# [What to do]
Go through the records below line by line and report how many lines include "then", giving the number only.

# [Data section]

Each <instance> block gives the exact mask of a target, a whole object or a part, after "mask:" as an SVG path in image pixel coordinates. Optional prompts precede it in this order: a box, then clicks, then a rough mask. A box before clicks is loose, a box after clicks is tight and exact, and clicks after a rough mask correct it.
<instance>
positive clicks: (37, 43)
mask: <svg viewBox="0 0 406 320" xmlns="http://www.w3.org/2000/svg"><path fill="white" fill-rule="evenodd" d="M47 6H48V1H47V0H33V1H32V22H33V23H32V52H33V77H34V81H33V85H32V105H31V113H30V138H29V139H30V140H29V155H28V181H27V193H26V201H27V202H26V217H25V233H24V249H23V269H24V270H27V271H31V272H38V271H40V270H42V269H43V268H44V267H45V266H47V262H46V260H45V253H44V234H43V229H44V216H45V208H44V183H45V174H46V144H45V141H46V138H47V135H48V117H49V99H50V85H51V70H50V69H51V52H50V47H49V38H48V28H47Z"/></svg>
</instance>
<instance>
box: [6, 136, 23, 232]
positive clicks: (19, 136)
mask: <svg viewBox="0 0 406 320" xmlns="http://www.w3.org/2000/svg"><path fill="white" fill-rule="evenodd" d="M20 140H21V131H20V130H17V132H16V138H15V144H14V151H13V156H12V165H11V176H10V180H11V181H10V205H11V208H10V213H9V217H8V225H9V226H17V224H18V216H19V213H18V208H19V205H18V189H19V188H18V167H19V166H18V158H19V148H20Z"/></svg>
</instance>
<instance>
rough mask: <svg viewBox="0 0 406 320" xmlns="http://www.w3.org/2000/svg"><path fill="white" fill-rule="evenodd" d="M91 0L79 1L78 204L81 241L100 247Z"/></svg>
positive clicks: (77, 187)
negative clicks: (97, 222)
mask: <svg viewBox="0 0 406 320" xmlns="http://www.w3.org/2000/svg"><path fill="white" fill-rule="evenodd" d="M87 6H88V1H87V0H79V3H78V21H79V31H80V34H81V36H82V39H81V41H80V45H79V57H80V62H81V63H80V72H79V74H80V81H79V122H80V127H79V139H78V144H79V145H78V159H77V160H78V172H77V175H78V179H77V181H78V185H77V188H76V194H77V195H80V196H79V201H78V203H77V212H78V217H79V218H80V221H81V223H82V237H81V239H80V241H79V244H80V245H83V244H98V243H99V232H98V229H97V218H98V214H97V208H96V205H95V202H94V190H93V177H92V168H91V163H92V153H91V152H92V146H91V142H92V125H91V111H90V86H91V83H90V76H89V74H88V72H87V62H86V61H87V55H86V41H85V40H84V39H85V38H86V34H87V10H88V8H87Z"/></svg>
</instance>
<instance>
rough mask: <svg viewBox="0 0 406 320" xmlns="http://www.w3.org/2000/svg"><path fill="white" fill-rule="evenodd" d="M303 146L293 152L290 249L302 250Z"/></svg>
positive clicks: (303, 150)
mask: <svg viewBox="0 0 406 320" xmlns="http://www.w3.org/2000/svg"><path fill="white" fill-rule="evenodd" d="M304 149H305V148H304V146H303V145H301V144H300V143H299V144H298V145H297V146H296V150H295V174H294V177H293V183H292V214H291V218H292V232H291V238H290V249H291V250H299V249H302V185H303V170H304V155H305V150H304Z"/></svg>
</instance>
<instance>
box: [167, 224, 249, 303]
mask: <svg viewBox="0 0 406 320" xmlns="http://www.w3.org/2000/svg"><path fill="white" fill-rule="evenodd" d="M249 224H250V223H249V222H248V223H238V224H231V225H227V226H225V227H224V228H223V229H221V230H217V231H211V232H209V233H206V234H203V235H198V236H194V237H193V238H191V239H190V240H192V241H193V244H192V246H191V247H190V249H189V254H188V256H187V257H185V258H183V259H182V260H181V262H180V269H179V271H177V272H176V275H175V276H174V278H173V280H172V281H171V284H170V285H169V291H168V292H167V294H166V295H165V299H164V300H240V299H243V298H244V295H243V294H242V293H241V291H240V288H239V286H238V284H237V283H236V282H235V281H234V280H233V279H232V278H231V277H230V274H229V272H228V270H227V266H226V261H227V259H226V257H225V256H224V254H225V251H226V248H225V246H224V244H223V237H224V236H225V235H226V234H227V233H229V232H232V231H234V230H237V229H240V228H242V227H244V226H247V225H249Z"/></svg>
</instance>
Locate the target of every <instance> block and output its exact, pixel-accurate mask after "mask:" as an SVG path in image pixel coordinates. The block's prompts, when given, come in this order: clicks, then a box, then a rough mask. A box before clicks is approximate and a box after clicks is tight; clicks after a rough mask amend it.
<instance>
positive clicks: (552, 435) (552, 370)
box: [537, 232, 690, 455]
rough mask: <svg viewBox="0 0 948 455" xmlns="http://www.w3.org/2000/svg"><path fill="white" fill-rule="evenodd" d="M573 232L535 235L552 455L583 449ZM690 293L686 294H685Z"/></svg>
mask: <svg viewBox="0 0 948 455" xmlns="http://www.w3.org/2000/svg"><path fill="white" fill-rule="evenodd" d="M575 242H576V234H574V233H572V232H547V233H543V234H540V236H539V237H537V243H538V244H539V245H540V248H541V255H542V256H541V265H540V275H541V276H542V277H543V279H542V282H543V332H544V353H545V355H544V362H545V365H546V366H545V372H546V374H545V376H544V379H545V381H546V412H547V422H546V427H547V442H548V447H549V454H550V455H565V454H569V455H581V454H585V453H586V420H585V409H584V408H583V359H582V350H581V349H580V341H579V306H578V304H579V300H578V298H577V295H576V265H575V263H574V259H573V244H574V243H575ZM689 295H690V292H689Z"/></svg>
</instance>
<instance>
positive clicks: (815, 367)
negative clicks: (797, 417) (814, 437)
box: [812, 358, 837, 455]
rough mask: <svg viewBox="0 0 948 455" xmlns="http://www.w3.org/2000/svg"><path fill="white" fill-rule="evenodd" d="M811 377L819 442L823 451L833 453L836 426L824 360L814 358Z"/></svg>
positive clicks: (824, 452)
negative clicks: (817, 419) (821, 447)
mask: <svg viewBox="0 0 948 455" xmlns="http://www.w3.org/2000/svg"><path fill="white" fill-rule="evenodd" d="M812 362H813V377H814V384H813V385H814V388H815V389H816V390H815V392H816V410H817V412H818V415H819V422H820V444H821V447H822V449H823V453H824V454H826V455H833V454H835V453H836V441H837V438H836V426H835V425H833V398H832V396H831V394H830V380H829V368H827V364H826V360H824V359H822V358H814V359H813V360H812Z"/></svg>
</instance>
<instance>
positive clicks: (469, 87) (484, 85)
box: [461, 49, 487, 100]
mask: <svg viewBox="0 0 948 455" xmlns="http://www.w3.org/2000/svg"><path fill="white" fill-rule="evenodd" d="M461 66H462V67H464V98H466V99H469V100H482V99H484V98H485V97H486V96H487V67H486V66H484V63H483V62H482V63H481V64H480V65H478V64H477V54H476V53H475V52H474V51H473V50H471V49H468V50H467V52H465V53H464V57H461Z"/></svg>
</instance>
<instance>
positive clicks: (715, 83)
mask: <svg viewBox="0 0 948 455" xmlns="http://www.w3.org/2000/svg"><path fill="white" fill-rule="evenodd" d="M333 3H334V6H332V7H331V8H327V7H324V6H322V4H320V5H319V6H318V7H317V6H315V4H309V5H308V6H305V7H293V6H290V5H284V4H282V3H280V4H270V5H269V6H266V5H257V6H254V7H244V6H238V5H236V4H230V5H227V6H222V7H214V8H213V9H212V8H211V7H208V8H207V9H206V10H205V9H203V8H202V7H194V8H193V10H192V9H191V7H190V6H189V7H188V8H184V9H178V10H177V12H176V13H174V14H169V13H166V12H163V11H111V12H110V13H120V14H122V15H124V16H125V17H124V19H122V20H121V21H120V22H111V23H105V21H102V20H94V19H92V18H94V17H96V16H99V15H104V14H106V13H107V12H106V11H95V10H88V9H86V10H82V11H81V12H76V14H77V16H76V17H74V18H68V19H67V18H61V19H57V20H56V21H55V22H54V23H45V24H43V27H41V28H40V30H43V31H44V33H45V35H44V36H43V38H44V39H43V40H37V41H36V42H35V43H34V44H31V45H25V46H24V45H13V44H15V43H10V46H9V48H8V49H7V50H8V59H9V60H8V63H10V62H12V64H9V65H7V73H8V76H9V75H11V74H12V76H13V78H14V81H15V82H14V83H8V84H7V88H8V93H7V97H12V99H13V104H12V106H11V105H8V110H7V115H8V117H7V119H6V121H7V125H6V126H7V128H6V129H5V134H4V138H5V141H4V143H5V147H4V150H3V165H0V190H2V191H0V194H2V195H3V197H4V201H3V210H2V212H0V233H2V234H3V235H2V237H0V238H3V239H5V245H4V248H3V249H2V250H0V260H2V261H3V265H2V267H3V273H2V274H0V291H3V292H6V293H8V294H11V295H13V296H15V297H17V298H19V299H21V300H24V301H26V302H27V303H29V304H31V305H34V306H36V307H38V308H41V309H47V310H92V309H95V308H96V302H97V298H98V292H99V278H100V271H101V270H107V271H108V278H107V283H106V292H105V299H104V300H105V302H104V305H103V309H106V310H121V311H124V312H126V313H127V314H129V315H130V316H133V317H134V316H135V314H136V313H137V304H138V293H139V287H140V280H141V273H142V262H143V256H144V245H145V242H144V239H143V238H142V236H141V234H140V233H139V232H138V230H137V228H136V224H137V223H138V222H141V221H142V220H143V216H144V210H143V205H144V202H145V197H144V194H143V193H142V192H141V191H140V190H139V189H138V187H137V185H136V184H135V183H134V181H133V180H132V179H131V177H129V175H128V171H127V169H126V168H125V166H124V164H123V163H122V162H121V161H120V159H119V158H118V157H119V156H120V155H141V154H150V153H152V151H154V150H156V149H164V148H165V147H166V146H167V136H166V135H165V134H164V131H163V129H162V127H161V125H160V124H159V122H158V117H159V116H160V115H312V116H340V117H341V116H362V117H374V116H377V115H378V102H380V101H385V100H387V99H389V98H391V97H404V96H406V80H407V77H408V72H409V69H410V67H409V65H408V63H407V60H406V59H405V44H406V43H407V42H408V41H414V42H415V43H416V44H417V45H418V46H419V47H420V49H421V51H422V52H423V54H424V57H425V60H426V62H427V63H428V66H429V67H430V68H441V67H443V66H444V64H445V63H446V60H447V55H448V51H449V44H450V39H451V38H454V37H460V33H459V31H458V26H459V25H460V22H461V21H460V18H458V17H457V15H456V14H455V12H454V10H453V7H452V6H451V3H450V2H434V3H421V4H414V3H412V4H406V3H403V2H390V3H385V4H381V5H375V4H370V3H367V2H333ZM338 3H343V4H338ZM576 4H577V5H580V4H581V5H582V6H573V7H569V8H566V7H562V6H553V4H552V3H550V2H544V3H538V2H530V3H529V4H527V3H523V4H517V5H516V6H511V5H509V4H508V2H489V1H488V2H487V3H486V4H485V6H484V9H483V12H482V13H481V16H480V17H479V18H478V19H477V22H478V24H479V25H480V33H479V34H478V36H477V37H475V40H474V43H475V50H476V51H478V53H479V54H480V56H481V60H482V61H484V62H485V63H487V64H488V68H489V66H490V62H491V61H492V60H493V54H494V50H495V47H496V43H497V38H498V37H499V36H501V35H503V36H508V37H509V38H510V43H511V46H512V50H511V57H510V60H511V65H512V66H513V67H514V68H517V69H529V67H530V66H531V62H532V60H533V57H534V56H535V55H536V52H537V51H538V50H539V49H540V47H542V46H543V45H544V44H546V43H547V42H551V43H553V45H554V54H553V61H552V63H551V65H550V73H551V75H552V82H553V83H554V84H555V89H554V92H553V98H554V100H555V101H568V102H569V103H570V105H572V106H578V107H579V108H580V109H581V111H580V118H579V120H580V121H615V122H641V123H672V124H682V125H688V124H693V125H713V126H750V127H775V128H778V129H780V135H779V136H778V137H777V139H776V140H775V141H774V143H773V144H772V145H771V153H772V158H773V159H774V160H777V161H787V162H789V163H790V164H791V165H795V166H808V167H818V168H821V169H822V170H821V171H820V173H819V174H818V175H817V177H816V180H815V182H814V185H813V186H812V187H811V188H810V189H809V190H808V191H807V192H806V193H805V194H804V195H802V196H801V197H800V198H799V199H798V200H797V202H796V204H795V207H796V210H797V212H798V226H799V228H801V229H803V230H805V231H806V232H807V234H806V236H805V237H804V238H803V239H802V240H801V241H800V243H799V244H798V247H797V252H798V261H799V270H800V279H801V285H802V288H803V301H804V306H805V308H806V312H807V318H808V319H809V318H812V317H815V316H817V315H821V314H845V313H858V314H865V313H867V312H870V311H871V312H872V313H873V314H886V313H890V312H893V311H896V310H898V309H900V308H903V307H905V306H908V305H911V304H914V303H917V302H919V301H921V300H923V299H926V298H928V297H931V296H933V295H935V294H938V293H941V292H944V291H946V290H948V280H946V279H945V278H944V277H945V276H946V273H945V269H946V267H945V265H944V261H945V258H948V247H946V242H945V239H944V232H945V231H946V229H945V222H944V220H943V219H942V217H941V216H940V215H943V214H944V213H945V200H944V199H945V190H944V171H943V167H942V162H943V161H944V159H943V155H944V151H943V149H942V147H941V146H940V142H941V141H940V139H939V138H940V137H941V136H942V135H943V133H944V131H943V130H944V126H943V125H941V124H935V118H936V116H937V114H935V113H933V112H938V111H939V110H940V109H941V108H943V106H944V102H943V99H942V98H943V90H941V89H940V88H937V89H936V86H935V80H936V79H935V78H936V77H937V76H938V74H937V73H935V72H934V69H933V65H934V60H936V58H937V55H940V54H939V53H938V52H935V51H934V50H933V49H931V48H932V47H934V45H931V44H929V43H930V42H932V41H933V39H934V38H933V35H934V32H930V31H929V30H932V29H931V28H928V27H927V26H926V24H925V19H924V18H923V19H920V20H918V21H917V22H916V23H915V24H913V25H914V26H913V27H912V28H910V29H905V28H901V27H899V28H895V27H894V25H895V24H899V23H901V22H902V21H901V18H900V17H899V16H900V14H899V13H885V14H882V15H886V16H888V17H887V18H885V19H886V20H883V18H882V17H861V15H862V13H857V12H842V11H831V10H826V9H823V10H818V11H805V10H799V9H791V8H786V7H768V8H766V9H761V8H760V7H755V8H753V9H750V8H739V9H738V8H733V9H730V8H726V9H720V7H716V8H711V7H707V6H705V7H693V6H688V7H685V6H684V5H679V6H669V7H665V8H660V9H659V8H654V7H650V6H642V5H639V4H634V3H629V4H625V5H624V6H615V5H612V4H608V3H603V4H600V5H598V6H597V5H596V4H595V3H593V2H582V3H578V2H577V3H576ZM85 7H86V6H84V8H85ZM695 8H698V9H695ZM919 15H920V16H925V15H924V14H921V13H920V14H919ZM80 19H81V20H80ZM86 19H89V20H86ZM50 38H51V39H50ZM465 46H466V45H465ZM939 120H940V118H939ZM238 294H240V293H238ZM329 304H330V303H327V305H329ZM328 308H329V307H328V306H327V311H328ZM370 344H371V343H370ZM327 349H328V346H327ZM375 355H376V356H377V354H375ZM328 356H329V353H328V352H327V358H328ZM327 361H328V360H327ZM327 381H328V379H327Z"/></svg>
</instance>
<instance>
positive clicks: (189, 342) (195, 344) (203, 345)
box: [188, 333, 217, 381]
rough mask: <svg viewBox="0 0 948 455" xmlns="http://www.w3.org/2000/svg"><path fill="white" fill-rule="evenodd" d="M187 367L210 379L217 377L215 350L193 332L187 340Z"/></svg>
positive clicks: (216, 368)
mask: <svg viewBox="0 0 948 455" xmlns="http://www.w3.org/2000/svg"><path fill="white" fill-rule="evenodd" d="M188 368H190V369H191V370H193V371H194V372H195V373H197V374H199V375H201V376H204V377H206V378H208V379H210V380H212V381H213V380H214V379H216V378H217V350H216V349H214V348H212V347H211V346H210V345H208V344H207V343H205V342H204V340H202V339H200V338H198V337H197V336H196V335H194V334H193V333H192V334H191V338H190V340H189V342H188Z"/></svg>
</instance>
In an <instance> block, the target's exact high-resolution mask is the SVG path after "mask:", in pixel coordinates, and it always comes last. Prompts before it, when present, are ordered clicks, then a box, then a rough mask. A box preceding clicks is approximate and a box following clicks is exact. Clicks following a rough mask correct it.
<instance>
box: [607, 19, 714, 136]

# [Problem solution]
3